- **What is required**
From the entries below, gather each line containing the word "sign".

(Items from a dataset)
□ □ □ □

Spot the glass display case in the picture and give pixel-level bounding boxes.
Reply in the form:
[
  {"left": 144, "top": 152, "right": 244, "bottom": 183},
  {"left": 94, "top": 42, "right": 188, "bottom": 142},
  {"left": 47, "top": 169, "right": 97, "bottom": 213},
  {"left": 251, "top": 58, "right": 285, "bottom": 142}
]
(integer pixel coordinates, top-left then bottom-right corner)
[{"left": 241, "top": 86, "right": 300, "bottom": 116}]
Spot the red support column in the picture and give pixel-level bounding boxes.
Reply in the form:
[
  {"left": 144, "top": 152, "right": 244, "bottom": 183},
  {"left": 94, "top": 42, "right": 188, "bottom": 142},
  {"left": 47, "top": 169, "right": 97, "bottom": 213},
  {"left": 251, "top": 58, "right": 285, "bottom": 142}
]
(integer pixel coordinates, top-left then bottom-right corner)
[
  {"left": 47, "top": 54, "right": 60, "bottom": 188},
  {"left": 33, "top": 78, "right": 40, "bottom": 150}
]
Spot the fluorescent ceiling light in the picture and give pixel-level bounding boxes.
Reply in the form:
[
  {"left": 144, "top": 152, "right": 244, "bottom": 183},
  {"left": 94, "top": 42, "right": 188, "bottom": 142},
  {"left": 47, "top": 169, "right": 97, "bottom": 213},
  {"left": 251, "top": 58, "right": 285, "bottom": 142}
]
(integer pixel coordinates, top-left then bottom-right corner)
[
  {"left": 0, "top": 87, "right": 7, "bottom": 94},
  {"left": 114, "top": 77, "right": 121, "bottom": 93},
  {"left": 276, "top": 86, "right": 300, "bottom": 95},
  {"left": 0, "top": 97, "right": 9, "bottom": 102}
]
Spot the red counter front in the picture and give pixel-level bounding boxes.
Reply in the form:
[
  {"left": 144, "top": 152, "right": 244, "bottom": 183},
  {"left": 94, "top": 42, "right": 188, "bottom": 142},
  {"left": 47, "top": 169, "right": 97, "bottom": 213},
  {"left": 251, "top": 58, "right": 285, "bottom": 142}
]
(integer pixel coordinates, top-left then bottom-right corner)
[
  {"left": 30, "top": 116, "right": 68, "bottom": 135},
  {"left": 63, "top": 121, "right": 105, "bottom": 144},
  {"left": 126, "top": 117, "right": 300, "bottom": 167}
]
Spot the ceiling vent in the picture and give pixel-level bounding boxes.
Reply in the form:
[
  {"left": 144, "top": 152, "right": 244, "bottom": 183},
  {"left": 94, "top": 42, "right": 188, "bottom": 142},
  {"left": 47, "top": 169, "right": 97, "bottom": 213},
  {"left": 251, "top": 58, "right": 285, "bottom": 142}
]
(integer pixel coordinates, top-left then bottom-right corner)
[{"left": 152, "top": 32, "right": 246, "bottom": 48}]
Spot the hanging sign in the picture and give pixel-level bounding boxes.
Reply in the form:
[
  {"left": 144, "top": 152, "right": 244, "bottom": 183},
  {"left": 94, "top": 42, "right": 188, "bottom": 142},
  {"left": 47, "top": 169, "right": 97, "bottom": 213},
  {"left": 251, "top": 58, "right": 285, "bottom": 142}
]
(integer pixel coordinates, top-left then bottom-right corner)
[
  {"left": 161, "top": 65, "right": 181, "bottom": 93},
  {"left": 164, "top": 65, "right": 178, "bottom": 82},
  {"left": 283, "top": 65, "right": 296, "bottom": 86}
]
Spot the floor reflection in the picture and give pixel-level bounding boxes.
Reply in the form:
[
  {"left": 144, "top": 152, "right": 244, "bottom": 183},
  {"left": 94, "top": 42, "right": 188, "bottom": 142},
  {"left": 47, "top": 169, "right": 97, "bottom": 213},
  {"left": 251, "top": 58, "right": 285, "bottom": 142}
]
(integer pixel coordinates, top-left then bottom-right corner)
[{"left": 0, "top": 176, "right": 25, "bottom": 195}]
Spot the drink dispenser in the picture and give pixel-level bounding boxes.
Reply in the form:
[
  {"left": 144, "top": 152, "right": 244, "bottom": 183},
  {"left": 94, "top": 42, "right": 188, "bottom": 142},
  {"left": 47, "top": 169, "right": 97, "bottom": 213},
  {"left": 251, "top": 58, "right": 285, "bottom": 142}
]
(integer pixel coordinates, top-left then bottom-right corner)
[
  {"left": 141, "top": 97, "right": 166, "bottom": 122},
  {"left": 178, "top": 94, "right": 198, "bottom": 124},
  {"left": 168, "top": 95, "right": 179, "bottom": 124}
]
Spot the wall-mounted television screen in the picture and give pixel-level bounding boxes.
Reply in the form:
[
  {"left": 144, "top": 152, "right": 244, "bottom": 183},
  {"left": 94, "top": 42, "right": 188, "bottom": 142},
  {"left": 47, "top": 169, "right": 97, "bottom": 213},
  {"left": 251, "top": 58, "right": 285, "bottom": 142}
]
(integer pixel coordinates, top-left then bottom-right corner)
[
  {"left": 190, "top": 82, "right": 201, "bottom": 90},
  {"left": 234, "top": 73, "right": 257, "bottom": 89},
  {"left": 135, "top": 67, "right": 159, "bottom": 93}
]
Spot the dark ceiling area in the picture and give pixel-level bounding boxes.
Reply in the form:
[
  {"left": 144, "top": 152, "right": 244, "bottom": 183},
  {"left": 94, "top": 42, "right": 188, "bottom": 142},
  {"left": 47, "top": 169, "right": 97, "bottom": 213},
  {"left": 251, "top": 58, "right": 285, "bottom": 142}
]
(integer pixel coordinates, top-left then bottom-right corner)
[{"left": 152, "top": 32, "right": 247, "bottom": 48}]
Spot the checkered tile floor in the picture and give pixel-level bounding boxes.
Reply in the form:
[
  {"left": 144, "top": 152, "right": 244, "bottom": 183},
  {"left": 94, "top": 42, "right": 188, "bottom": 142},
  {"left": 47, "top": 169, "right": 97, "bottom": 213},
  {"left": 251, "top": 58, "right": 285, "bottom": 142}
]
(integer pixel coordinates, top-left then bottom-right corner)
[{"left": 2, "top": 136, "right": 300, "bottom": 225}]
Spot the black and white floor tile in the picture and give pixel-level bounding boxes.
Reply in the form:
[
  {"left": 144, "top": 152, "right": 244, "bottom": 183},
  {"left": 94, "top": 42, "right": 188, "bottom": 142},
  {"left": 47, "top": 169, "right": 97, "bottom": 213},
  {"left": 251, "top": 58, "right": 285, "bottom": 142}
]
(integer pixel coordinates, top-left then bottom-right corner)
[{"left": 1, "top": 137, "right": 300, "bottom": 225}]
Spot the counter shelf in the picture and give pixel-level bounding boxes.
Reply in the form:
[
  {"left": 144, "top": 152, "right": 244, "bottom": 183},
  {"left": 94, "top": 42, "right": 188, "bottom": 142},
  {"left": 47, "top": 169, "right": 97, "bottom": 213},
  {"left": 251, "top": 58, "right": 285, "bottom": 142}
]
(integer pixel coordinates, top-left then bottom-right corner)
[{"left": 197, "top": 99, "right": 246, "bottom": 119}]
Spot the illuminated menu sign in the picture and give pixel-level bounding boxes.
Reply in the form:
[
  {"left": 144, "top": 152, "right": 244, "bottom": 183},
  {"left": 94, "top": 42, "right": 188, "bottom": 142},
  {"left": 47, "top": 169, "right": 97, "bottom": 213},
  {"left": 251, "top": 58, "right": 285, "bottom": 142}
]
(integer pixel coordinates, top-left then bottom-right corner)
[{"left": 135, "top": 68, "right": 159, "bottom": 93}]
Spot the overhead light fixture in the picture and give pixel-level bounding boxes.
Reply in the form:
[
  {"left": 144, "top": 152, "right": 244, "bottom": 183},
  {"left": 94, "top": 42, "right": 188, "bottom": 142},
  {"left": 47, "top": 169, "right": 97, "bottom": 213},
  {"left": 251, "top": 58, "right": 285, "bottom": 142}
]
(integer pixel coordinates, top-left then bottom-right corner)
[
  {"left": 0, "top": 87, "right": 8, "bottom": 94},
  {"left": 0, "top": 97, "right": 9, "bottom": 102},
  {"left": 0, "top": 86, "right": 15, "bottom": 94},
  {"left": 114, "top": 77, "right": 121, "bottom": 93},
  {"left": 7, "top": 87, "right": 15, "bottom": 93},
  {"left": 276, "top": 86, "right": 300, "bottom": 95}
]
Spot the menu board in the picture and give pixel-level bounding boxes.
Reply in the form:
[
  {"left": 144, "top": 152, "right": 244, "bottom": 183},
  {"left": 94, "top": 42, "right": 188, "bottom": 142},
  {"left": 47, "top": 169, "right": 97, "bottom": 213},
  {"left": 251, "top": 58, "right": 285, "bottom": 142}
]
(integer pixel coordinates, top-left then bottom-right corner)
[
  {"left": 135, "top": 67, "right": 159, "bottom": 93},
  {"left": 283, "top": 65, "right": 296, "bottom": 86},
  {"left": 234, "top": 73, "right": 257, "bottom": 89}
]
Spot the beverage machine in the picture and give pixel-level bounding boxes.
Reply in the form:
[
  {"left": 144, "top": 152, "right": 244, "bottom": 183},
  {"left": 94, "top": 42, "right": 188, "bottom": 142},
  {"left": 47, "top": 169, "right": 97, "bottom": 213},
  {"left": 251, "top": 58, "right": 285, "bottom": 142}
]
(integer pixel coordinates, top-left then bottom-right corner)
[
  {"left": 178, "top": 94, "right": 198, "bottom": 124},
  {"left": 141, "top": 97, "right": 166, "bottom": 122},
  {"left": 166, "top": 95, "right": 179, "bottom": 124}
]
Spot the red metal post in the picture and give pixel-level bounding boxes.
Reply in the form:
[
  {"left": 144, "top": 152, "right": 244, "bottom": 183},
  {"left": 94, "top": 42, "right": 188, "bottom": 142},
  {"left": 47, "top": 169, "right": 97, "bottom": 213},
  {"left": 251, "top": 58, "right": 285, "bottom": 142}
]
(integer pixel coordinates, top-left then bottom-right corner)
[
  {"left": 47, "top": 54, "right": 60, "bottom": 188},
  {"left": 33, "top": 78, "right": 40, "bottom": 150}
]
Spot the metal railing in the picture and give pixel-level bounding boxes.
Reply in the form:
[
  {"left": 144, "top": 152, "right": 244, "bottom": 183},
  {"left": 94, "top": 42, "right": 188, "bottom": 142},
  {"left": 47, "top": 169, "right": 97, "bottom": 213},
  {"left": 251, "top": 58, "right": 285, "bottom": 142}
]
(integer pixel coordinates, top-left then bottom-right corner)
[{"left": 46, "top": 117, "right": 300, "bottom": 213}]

□ □ □ □

- **Expected answer**
Spot the hanging sign in the picture and give pixel-level bounding boxes.
Spot the illuminated menu sign in the picture and give pixel-level bounding boxes.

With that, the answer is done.